• _Aangeleverde tekst_
● ● ● ● ●

Natixis IM: 11 jaar na de ondergang van Lehman Brothers

Natixis IM: 11 jaar na de ondergang van Lehman Brothers

Banks History

David Lafferty van vermogensbeheerder Natixis Investment Managers beschrijft de effecten die de ondergang van de Amerikaanse bank nu nog heeft, in hoeverre er nog risico’s zijn en wat dit betekent voor beleggers. Een analyse over de ondergang van Lehman Brothers (The Lehman Demise), op 15 september aanstaande 11 jaar geleden:

Comments for Lehman Demise – 11th Anniversary

•In the decade plus since the GFC, some of the risks have morphed, but many of the core issues remain.

•The GFC was first and foremost an issue of systemic risk within the banking system. This risk has diminished, but it has not gone away entirely. US banks have delivered significantly and rebuilt their capital buffers. However, European banks, while much improved on this front, have been less willing to swallow some of the tough medicine required like dealing Non Performing Loans and bolstering their capital ratios. This is a double-edged sword because necessary quality and liquidity requirements under rules like Basel III and Dodd-Frank potentially mean that institutions are more capital constrained –  another macro headwind in a global economy that is already growing too slowly.

● ● ● ● ●

Gegevens uit een databron:
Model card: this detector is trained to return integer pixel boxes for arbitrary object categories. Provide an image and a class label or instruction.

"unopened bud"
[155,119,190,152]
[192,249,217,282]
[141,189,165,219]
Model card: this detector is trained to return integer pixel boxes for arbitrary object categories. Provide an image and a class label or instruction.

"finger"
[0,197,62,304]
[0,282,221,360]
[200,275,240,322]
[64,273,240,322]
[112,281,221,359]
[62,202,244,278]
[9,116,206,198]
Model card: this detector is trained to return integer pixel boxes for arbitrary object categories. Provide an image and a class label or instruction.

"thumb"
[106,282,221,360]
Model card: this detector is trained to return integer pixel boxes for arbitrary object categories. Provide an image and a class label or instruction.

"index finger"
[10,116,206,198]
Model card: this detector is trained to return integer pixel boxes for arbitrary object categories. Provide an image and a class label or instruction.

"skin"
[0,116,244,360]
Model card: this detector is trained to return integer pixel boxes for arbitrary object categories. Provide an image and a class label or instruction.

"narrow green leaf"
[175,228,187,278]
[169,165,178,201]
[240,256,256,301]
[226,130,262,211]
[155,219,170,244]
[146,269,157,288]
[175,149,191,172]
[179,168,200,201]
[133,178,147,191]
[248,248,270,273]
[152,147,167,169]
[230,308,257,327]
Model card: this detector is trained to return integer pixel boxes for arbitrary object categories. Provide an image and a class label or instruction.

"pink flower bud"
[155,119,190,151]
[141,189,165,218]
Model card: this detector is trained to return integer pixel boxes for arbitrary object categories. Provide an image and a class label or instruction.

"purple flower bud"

● ● ● ● ●

• _Opdracht 1_
Voor welke vermogensbeheerder werkt David Lafferty volgens de tekst over de ondergang van Lehman Brothers?
• _Opdracht 2_
Druk uit de tekst over de ondergang van Lehman Brothers het stuk af van "David Lafferty van" tot en met "core issues remain.".

• _Antwoord 1_
Natixis Investment Managers

• _Antwoord 2_
David Lafferty van vermogensbeheerder Natixis Investment Managers beschrijft de effecten die de ondergang van de Amerikaanse bank nu nog heeft, in hoeverre er nog risico’s zijn en wat dit betekent voor beleggers. Een analyse over de ondergang van Lehman Brothers (The Lehman Demise), op 15 september aanstaande 11 jaar geleden:

Comments for Lehman Demise – 11th Anniversary

•In the decade plus since the GFC, some of the risks have morphed, but many of the core issues remain.